Set problem A ▸
Answer these questions from the passage about the Lafayette siblings:
(i) In which state is the family plantation?
(ii) Who plays Toni's son Rhys?
(iii) What was Frank in the past?
Set problem B ▸ Reproduce the passage about the Lafayette siblings, starting at the words "The story follows" and stopping after "of southern history.".

Document section ▸
-----
The story follows the three grown-up siblings of the Lafayette family, who have returned to their former family home on a plantation in Arkansas – now in near-derelict condition – to sort through their dead father’s belongings and put the house up for sale.
Monica Dolan as Toni (photo credit: Marc Brenner)
Lawyer, single mum and bitter eldest child Toni (an impassioned Monica Dolan) has come with her troubled teenage son Rhys (Charles Furness). Middle child Bo (a convincing Steven Mackintosh), now a high-flying business and family man, has brought his whole brood down from New York – his neurotic wife Rachael (Jaimi Barbakoff) seeing it as an opportunity to teach their two children a carefully curated and heavily diluted version of southern history.
Estranged youngest son Frank (a captivating Edward Hogg) has also turned up with his vegan, hippie girlfriend River (Tafline Steen). Frank’s a former drug addict, but that’s not the darkest skeleton in his closet.
The family get to work sifting through the dusty furniture of their hoarder father’s home. But when a photo album containing pictures of lynched black people is unearthed, they’re forced to confront the role their family history as slave owners as well as who their father really was, and tensions between the siblings begin to boil over.
Edward Hogg as Franz and Steven Mackintosh as Bo (photo credit: Marc Brenner)
-----
Records provided ▸

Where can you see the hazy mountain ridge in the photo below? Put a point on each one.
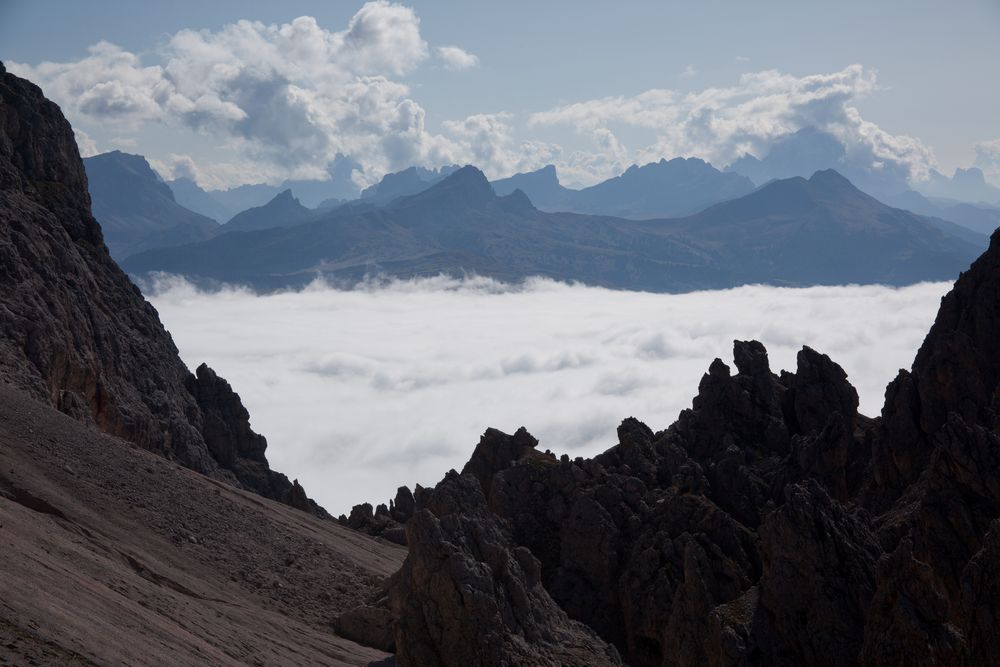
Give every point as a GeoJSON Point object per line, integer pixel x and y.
{"type": "Point", "coordinates": [78, 335]}
{"type": "Point", "coordinates": [137, 211]}
{"type": "Point", "coordinates": [664, 189]}
{"type": "Point", "coordinates": [771, 523]}
{"type": "Point", "coordinates": [282, 211]}
{"type": "Point", "coordinates": [460, 226]}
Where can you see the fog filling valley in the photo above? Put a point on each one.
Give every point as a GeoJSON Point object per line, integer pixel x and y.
{"type": "Point", "coordinates": [360, 391]}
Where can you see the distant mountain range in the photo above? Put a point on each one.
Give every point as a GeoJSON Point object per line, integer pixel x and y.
{"type": "Point", "coordinates": [222, 205]}
{"type": "Point", "coordinates": [282, 211]}
{"type": "Point", "coordinates": [663, 189]}
{"type": "Point", "coordinates": [402, 183]}
{"type": "Point", "coordinates": [137, 211]}
{"type": "Point", "coordinates": [810, 149]}
{"type": "Point", "coordinates": [791, 232]}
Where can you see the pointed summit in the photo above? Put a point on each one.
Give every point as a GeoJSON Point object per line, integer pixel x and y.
{"type": "Point", "coordinates": [466, 187]}
{"type": "Point", "coordinates": [284, 210]}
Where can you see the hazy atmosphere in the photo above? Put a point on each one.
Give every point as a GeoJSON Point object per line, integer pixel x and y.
{"type": "Point", "coordinates": [283, 91]}
{"type": "Point", "coordinates": [362, 391]}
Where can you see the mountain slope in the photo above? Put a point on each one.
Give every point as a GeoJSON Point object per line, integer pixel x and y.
{"type": "Point", "coordinates": [661, 189]}
{"type": "Point", "coordinates": [282, 211]}
{"type": "Point", "coordinates": [542, 187]}
{"type": "Point", "coordinates": [825, 231]}
{"type": "Point", "coordinates": [979, 218]}
{"type": "Point", "coordinates": [809, 150]}
{"type": "Point", "coordinates": [113, 555]}
{"type": "Point", "coordinates": [770, 524]}
{"type": "Point", "coordinates": [458, 225]}
{"type": "Point", "coordinates": [795, 232]}
{"type": "Point", "coordinates": [137, 211]}
{"type": "Point", "coordinates": [77, 334]}
{"type": "Point", "coordinates": [403, 183]}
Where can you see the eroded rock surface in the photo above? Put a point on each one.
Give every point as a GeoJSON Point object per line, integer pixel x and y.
{"type": "Point", "coordinates": [771, 524]}
{"type": "Point", "coordinates": [77, 334]}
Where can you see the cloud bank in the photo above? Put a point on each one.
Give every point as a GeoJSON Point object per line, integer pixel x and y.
{"type": "Point", "coordinates": [721, 124]}
{"type": "Point", "coordinates": [282, 101]}
{"type": "Point", "coordinates": [361, 391]}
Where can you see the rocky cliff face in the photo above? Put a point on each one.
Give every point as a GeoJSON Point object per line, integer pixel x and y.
{"type": "Point", "coordinates": [77, 334]}
{"type": "Point", "coordinates": [771, 524]}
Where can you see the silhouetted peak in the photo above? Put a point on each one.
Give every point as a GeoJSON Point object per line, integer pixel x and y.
{"type": "Point", "coordinates": [830, 178]}
{"type": "Point", "coordinates": [467, 185]}
{"type": "Point", "coordinates": [517, 202]}
{"type": "Point", "coordinates": [285, 196]}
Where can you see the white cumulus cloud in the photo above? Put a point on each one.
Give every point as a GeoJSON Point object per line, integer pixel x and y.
{"type": "Point", "coordinates": [988, 159]}
{"type": "Point", "coordinates": [456, 58]}
{"type": "Point", "coordinates": [361, 391]}
{"type": "Point", "coordinates": [721, 124]}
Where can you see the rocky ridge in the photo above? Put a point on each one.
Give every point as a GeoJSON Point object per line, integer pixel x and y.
{"type": "Point", "coordinates": [77, 334]}
{"type": "Point", "coordinates": [771, 524]}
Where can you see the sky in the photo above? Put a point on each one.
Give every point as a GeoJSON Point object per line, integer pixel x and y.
{"type": "Point", "coordinates": [361, 391]}
{"type": "Point", "coordinates": [251, 91]}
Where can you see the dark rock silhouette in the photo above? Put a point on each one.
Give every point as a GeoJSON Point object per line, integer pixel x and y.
{"type": "Point", "coordinates": [771, 524]}
{"type": "Point", "coordinates": [137, 210]}
{"type": "Point", "coordinates": [468, 596]}
{"type": "Point", "coordinates": [820, 230]}
{"type": "Point", "coordinates": [404, 183]}
{"type": "Point", "coordinates": [77, 334]}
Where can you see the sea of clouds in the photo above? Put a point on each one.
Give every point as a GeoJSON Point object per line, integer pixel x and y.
{"type": "Point", "coordinates": [360, 391]}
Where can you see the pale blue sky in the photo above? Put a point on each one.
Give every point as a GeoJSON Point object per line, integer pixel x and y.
{"type": "Point", "coordinates": [937, 64]}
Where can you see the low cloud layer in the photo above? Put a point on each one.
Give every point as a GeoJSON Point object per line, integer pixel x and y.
{"type": "Point", "coordinates": [361, 391]}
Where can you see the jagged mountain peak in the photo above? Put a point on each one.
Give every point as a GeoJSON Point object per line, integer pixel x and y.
{"type": "Point", "coordinates": [466, 187]}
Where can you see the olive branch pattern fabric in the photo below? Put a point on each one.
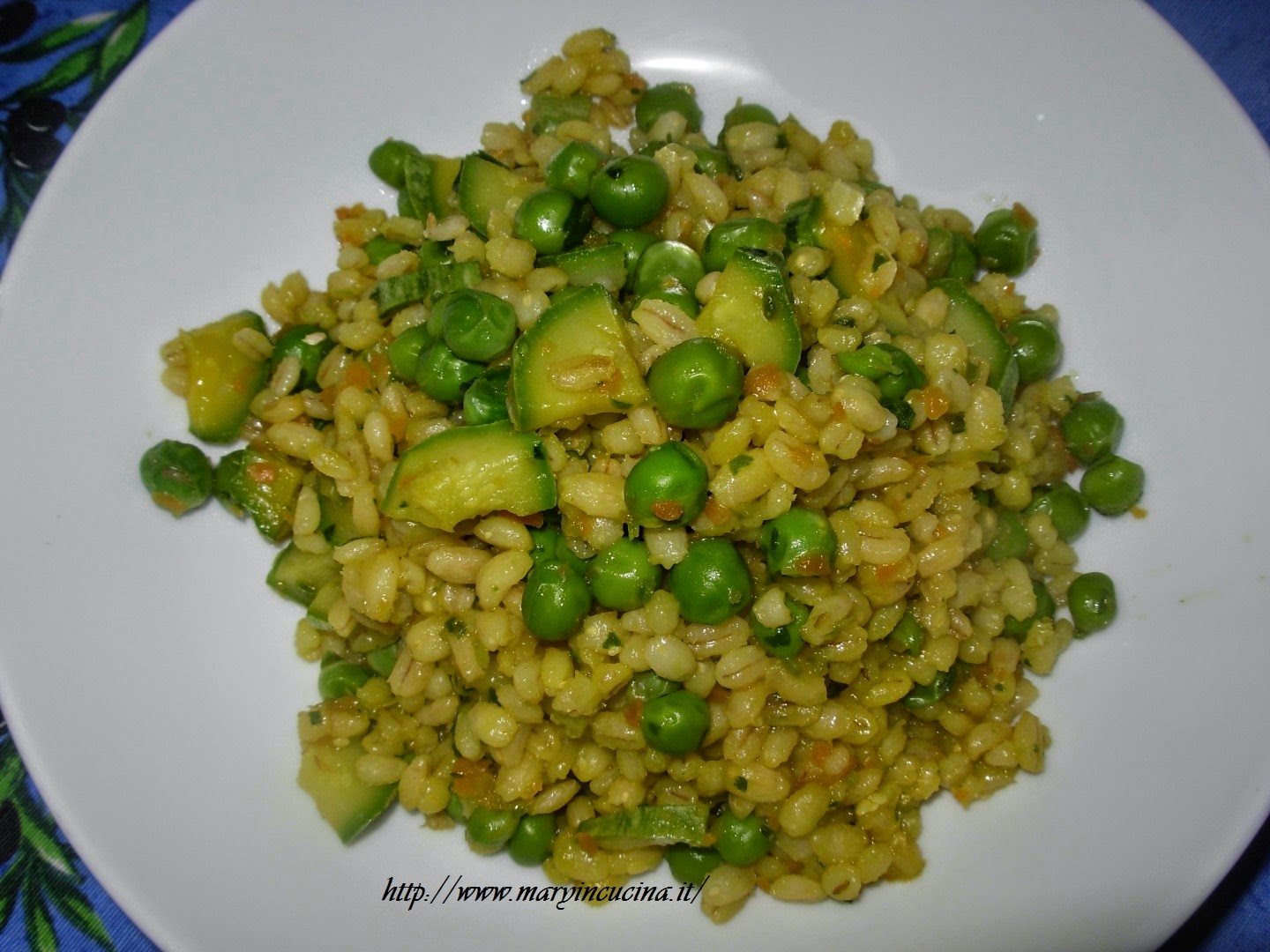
-----
Complete response A ▸
(i) Arkansas
(ii) Charles Furness
(iii) A drug addict

Complete response B ▸
The story follows the three grown-up siblings of the Lafayette family, who have returned to their former family home on a plantation in Arkansas – now in near-derelict condition – to sort through their dead father’s belongings and put the house up for sale.
Monica Dolan as Toni (photo credit: Marc Brenner)
Lawyer, single mum and bitter eldest child Toni (an impassioned Monica Dolan) has come with her troubled teenage son Rhys (Charles Furness). Middle child Bo (a convincing Steven Mackintosh), now a high-flying business and family man, has brought his whole brood down from New York – his neurotic wife Rachael (Jaimi Barbakoff) seeing it as an opportunity to teach their two children a carefully curated and heavily diluted version of southern history.